Aim: Update the listing from the line with "If you could point to the man's" through the end of the listing by replacing "that would help a lot" with "that would be great", keeping everything else the same. Return only those lines.

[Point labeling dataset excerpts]
------------------------------------------------------------
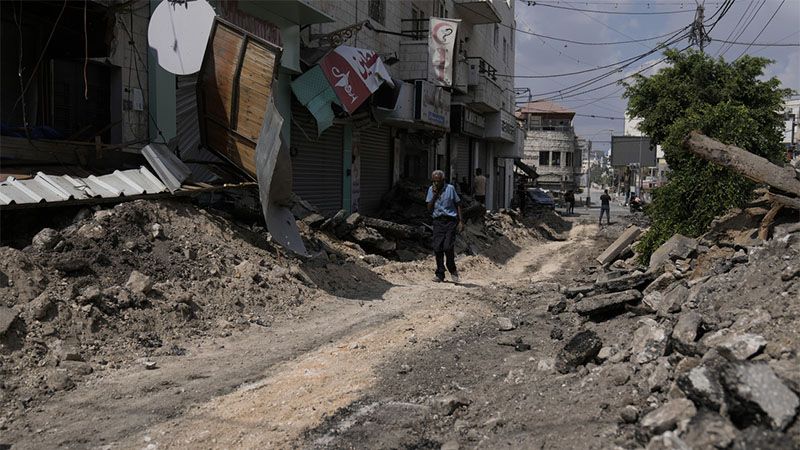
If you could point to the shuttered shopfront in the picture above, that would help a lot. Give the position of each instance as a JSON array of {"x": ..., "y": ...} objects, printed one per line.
[
  {"x": 375, "y": 147},
  {"x": 316, "y": 161},
  {"x": 462, "y": 157}
]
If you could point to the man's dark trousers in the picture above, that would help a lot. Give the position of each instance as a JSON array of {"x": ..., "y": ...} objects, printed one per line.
[{"x": 444, "y": 239}]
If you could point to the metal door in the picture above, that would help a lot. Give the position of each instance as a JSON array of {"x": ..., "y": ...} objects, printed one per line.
[
  {"x": 316, "y": 161},
  {"x": 375, "y": 152}
]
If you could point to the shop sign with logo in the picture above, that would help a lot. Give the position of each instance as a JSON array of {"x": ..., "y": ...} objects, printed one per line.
[
  {"x": 472, "y": 123},
  {"x": 354, "y": 74},
  {"x": 432, "y": 105},
  {"x": 441, "y": 42}
]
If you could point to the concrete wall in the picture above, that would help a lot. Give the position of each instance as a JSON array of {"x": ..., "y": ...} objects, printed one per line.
[{"x": 132, "y": 70}]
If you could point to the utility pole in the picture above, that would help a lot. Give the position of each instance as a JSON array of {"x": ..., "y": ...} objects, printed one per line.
[{"x": 698, "y": 34}]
------------------------------------------------------------
Full output:
If you could point to the man's dark trousers in the picture above, that would be great. Give the position of each instance as a JSON array of {"x": ..., "y": ...} objects, printed one per line.
[{"x": 444, "y": 239}]
If you could point to the metal door in the picture above, that would be great. Give the position of each instance as a JSON array of {"x": ..., "y": ...} objects, printed one per line.
[
  {"x": 316, "y": 161},
  {"x": 375, "y": 152}
]
If you could point to the shop sign with logo in the picture above, that would be great. Give the position of each instance as a JSON array of {"x": ..., "y": ...} objects, printed one per line.
[
  {"x": 472, "y": 123},
  {"x": 354, "y": 74},
  {"x": 432, "y": 105},
  {"x": 441, "y": 42}
]
If you could point to the concrete wall in the picture above, that would be great. Give the position of each instance as a JSON array of {"x": ..., "y": ...} objects, printed one per line.
[{"x": 132, "y": 70}]
If you could point to the utility pole in the picture above, that would be great. Give the position of each instance as a JSON array of {"x": ..., "y": ...} objects, printed one per line.
[{"x": 698, "y": 34}]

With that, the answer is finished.